— Start Records to use —
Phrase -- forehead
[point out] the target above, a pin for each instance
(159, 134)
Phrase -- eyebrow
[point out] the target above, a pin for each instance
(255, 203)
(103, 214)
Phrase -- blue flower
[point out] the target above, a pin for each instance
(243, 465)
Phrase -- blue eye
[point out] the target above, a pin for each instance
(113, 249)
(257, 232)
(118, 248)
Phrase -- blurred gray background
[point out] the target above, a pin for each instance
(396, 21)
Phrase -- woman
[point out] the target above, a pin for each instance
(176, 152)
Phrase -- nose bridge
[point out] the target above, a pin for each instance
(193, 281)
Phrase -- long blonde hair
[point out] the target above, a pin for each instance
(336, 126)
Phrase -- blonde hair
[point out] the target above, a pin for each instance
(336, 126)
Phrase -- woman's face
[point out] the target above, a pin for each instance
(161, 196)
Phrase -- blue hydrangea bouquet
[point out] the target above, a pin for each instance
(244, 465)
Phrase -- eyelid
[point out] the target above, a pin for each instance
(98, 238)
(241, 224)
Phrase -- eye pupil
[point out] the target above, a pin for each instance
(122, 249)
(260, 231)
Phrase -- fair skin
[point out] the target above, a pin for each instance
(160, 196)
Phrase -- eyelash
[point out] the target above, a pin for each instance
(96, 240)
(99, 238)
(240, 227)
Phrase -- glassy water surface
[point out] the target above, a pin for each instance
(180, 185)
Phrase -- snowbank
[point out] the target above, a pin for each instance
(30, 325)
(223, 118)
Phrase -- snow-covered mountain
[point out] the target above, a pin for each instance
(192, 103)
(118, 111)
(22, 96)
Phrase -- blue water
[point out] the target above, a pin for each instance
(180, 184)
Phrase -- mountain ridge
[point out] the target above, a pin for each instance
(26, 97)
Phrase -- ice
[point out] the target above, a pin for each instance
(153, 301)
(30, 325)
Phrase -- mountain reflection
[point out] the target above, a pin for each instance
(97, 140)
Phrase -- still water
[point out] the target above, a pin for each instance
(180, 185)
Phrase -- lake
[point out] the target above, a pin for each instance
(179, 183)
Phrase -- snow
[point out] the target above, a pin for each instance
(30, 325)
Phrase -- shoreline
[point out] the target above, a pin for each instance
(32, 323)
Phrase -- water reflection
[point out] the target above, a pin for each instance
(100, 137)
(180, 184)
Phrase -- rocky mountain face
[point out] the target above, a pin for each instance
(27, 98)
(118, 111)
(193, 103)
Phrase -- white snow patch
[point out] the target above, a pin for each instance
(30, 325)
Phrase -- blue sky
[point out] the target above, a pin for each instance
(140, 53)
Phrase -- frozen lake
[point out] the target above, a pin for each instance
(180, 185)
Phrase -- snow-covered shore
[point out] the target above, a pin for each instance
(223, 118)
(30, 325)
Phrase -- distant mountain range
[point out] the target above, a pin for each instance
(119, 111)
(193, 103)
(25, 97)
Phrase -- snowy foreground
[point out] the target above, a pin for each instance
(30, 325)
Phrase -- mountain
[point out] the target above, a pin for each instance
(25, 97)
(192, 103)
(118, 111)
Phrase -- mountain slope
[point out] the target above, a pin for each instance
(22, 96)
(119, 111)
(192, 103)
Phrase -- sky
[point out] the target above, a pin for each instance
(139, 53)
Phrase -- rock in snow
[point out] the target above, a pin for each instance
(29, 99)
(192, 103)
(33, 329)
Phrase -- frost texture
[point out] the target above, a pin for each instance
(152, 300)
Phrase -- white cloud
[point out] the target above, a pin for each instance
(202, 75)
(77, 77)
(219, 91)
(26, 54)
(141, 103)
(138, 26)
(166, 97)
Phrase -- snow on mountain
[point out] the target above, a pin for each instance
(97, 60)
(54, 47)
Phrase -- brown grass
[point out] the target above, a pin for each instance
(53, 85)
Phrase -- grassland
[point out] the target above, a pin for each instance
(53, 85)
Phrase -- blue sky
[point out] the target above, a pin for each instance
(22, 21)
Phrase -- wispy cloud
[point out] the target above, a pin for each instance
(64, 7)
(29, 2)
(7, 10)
— End Records to use —
Copy the stretch of the listing from the line containing "Phrase -- snowy foreground" through the end, changing every "mountain" to "peak" and leaving everything else the same.

Phrase -- snowy foreground
[point out] the target above, a pin for each instance
(30, 325)
Phrase -- peak
[point out] the target above, a pin for each instance
(25, 97)
(192, 103)
(118, 111)
Phrase -- peak slope
[point out] the target above, a pin for each instance
(22, 96)
(119, 111)
(192, 103)
Phrase -- sky
[point out] the target above, a pin for each instance
(139, 53)
Phrase -- rock in snow
[point out] the target above, a pin for each instance
(29, 99)
(192, 103)
(33, 329)
Phrase -- frost texture
[point out] the target above, a pin for each instance
(152, 300)
Phrase -- white cloud
[point out] the target above, a pin for each instance
(202, 75)
(77, 77)
(219, 91)
(26, 54)
(141, 103)
(138, 26)
(166, 97)
Phrase -- snow on peak
[point out] the target above, a pin for each instance
(97, 60)
(54, 47)
Phrase -- brown grass
[point out] the target above, a pin for each instance
(53, 85)
Phrase -- grassland
[point out] the target above, a pin for each instance
(53, 85)
Phrase -- blue sky
[point out] the target above, a pin for each instance
(22, 21)
Phrase -- wispy cloud
[point out] the target above, a pin for each instance
(64, 7)
(29, 2)
(7, 10)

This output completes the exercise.